Your objective – Exact copy, no pictures: repeat the data that follows.
[Extracted entries]
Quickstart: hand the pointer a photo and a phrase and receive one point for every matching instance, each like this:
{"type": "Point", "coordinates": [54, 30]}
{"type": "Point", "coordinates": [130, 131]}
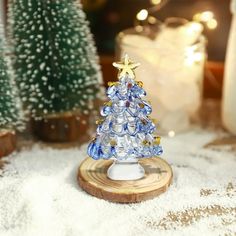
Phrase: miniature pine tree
{"type": "Point", "coordinates": [126, 133]}
{"type": "Point", "coordinates": [55, 58]}
{"type": "Point", "coordinates": [10, 116]}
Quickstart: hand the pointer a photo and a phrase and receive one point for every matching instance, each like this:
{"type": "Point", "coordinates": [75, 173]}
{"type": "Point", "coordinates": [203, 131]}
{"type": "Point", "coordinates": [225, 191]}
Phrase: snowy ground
{"type": "Point", "coordinates": [39, 195]}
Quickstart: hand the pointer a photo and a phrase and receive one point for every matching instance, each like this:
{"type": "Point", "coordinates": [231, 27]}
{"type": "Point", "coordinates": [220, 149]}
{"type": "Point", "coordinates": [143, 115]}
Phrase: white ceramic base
{"type": "Point", "coordinates": [125, 170]}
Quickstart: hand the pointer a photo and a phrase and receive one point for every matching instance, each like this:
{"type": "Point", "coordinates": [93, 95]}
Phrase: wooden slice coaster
{"type": "Point", "coordinates": [7, 142]}
{"type": "Point", "coordinates": [92, 177]}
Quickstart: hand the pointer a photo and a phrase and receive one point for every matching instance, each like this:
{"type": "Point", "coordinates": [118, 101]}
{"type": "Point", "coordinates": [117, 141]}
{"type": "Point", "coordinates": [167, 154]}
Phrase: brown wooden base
{"type": "Point", "coordinates": [92, 177]}
{"type": "Point", "coordinates": [62, 128]}
{"type": "Point", "coordinates": [7, 142]}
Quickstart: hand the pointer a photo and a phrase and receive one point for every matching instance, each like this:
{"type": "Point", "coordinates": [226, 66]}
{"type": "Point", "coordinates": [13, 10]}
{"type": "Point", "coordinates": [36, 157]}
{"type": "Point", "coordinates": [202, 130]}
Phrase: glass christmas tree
{"type": "Point", "coordinates": [126, 133]}
{"type": "Point", "coordinates": [10, 115]}
{"type": "Point", "coordinates": [55, 59]}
[/Extracted entries]
Your response –
Quickstart: hand the pointer a photo and a phrase and receive one point for every matching instance, each like this:
{"type": "Point", "coordinates": [54, 30]}
{"type": "Point", "coordinates": [130, 131]}
Phrase: miniature pine tree
{"type": "Point", "coordinates": [126, 133]}
{"type": "Point", "coordinates": [55, 58]}
{"type": "Point", "coordinates": [10, 116]}
Quickstart: hand the pointer a photo and a phrase and receive one point for every matching instance, each like this:
{"type": "Point", "coordinates": [75, 173]}
{"type": "Point", "coordinates": [203, 131]}
{"type": "Point", "coordinates": [225, 191]}
Phrase: snowy ground
{"type": "Point", "coordinates": [39, 195]}
Quickstart: hand the pointer a photo and a phrase and receive one point for every matching instance, each like this:
{"type": "Point", "coordinates": [231, 27]}
{"type": "Point", "coordinates": [220, 149]}
{"type": "Point", "coordinates": [143, 115]}
Phrase: white ceramic base
{"type": "Point", "coordinates": [125, 170]}
Quickstart: hand the pointer a photo and a phrase and receive one point for every matching instance, each like this:
{"type": "Point", "coordinates": [93, 95]}
Phrase: wooden slice coaster
{"type": "Point", "coordinates": [7, 142]}
{"type": "Point", "coordinates": [92, 177]}
Quickstart: hand the pointer a photo and a phrase and receive one point for every matching instance, each like this:
{"type": "Point", "coordinates": [118, 101]}
{"type": "Point", "coordinates": [117, 141]}
{"type": "Point", "coordinates": [167, 154]}
Phrase: brown wooden base
{"type": "Point", "coordinates": [92, 177]}
{"type": "Point", "coordinates": [62, 128]}
{"type": "Point", "coordinates": [7, 142]}
Quickstart: hand the pointer a photo and a phrase and receive one point for every matching instance, each like this:
{"type": "Point", "coordinates": [226, 66]}
{"type": "Point", "coordinates": [13, 10]}
{"type": "Point", "coordinates": [36, 157]}
{"type": "Point", "coordinates": [202, 130]}
Phrase: glass christmas tree
{"type": "Point", "coordinates": [126, 133]}
{"type": "Point", "coordinates": [10, 115]}
{"type": "Point", "coordinates": [55, 59]}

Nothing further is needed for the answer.